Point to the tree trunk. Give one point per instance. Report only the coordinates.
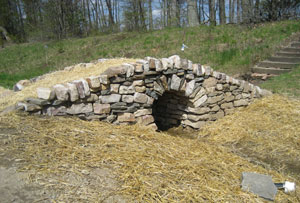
(212, 13)
(238, 12)
(222, 15)
(173, 13)
(141, 15)
(89, 14)
(257, 12)
(231, 10)
(110, 13)
(192, 13)
(150, 15)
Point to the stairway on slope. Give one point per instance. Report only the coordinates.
(283, 61)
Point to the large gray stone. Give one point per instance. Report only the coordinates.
(241, 102)
(176, 61)
(104, 79)
(158, 88)
(73, 92)
(261, 185)
(140, 98)
(86, 87)
(126, 89)
(198, 70)
(175, 83)
(115, 71)
(127, 98)
(45, 93)
(130, 70)
(200, 101)
(166, 63)
(107, 99)
(114, 88)
(190, 86)
(56, 111)
(80, 109)
(80, 88)
(145, 120)
(61, 92)
(29, 107)
(39, 102)
(126, 117)
(142, 112)
(158, 66)
(196, 125)
(138, 83)
(210, 82)
(94, 82)
(101, 108)
(213, 100)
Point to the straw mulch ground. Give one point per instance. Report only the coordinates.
(79, 161)
(147, 166)
(266, 132)
(57, 77)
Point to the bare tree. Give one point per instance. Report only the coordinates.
(173, 13)
(222, 15)
(212, 12)
(192, 13)
(232, 4)
(238, 11)
(150, 15)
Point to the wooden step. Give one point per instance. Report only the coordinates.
(295, 44)
(273, 71)
(272, 64)
(287, 54)
(291, 49)
(284, 59)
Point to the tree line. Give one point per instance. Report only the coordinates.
(58, 19)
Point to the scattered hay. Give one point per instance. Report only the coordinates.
(267, 131)
(62, 76)
(149, 166)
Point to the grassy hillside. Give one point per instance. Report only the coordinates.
(229, 48)
(288, 83)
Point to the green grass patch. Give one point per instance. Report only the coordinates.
(228, 48)
(287, 83)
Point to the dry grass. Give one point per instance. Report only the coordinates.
(62, 76)
(150, 166)
(267, 131)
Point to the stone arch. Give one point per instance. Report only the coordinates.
(188, 94)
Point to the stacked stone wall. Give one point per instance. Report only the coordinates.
(165, 92)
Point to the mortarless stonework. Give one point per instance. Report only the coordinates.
(152, 92)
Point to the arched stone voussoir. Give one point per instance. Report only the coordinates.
(153, 92)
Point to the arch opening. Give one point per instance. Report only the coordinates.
(168, 110)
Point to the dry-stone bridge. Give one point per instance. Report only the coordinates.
(157, 93)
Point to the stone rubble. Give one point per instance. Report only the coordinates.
(159, 93)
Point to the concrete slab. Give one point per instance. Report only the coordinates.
(261, 185)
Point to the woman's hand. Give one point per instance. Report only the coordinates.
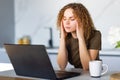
(63, 33)
(79, 31)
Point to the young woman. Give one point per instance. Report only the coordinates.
(80, 42)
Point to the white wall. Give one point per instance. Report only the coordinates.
(32, 16)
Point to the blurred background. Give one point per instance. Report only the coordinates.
(34, 22)
(36, 19)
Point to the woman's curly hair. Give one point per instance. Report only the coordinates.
(81, 14)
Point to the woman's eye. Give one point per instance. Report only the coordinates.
(64, 19)
(72, 19)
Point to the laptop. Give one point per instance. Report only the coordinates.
(33, 61)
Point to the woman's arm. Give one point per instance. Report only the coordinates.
(62, 57)
(85, 54)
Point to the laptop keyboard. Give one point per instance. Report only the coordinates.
(66, 74)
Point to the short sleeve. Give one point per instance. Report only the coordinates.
(95, 41)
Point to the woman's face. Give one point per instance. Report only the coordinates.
(69, 21)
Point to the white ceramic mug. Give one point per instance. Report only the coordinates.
(96, 68)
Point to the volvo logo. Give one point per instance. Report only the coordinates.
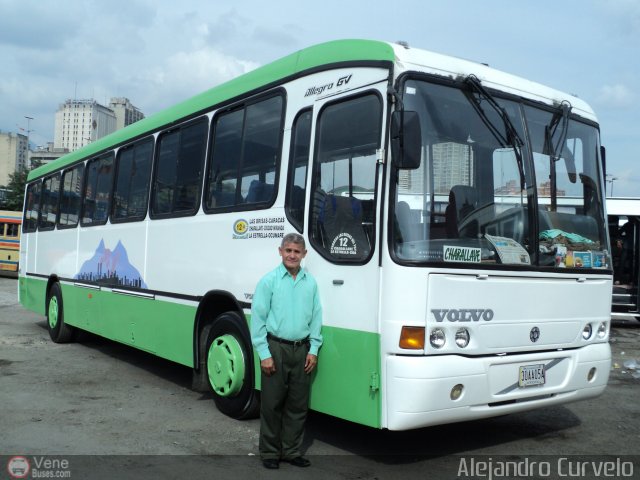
(534, 334)
(463, 314)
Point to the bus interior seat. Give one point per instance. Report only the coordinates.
(259, 192)
(408, 227)
(224, 198)
(342, 215)
(583, 225)
(463, 199)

__________

Quote the preceding records in their entirety, excluding every picture.

● Solution for this problem
Point to the tree trunk. Give one point per instance. Report only the coordinates.
(212, 13)
(238, 12)
(222, 15)
(173, 13)
(141, 15)
(89, 14)
(257, 12)
(231, 10)
(110, 13)
(192, 13)
(150, 15)
Point to the stairway on slope. Give one point per instance. Report only the coordinates.
(283, 61)
Point to the large gray stone. Give one point per instance. Report only the coordinates.
(241, 102)
(176, 61)
(104, 79)
(158, 88)
(73, 92)
(261, 185)
(140, 98)
(86, 87)
(126, 89)
(198, 70)
(175, 83)
(115, 71)
(127, 98)
(45, 93)
(130, 70)
(200, 101)
(166, 63)
(107, 99)
(114, 88)
(190, 86)
(56, 111)
(80, 109)
(80, 88)
(145, 120)
(61, 92)
(29, 107)
(39, 102)
(126, 117)
(142, 112)
(158, 66)
(196, 125)
(138, 83)
(210, 82)
(94, 82)
(101, 108)
(213, 100)
Point to the straw mulch ground. Give one point per instance. Report only the coordinates.
(79, 161)
(147, 166)
(266, 132)
(57, 77)
Point to the bare tree. Give one point per instance. Report only the coordinates.
(173, 13)
(222, 15)
(212, 12)
(192, 13)
(232, 4)
(238, 11)
(150, 15)
Point to the wooden step. Give one point per instance. Report only the coordinates.
(295, 44)
(273, 71)
(272, 64)
(287, 54)
(291, 49)
(284, 59)
Point to the tree line. Give one point per instance. Report only the coordinates.
(58, 19)
Point to the scattered hay. Give one point per instance. Report only the coordinates.
(267, 131)
(62, 76)
(149, 166)
Point to the grassy hillside. Give one point per instance. Report only the coordinates.
(229, 48)
(288, 83)
Point to the green grass patch. Give one point per instance. Report only the coordinates.
(228, 48)
(287, 83)
Point to the dry grass. Give one point per instance. Report only the coordinates.
(62, 76)
(150, 166)
(267, 131)
Point to the stone arch. Give one point per instance. Report only the coordinates.
(188, 94)
Point to the stacked stone wall. Give one point per instance. Report only the coordinates.
(165, 92)
Point to the mortarless stonework. Give one point per instance. Report only the coordinates.
(152, 92)
Point to the arched stone voussoir. Give one point per instance. Report only the coordinates.
(153, 92)
Point to the arch opening. Give one point per instance. Report only the coordinates.
(168, 110)
Point to the dry-stone bridge. Give one point per instance. Report only the coordinates.
(157, 93)
Point to the stone rubble. Give one point per instance. Report only the coordinates.
(159, 93)
Point to the concrete slab. Give one point per instance. Report only the coordinates.
(261, 185)
Point to the woman's hand. Give one point per instance. Report only the coordinates.
(63, 33)
(79, 31)
Point to the young woman. Give one point per instance. Report only the coordinates.
(80, 42)
Point to the white wall. Give one point per instance. Report only the coordinates.
(32, 16)
Point to the blurred background. Give one point per instance. Report only the coordinates.
(34, 22)
(36, 19)
Point to the woman's curly hair. Give one point per instance. Report only the coordinates.
(81, 14)
Point to the woman's eye. Give one point per instance. Report only the coordinates.
(64, 19)
(72, 19)
Point to the laptop. Give one point per instance. Report only the coordinates.
(33, 61)
Point to the woman's arm. Give one point per instance. Report only the coordinates.
(62, 57)
(85, 54)
Point to the laptop keyboard. Give one point per instance. Report only the coordinates.
(66, 74)
Point to the short sleeve. Give one point per instance. Report only the coordinates.
(95, 41)
Point to the woman's face. Give one point per instance. Report only the coordinates.
(69, 21)
Point to the white ceramic mug. Give one point per instance. Report only the coordinates.
(96, 68)
Point to the volvo logo. Give one point per instance. Report only the coordinates.
(534, 334)
(463, 314)
Point to the bus interior seat. Give one point per instance. Report only the coordinates.
(259, 192)
(408, 227)
(224, 198)
(342, 215)
(583, 225)
(463, 199)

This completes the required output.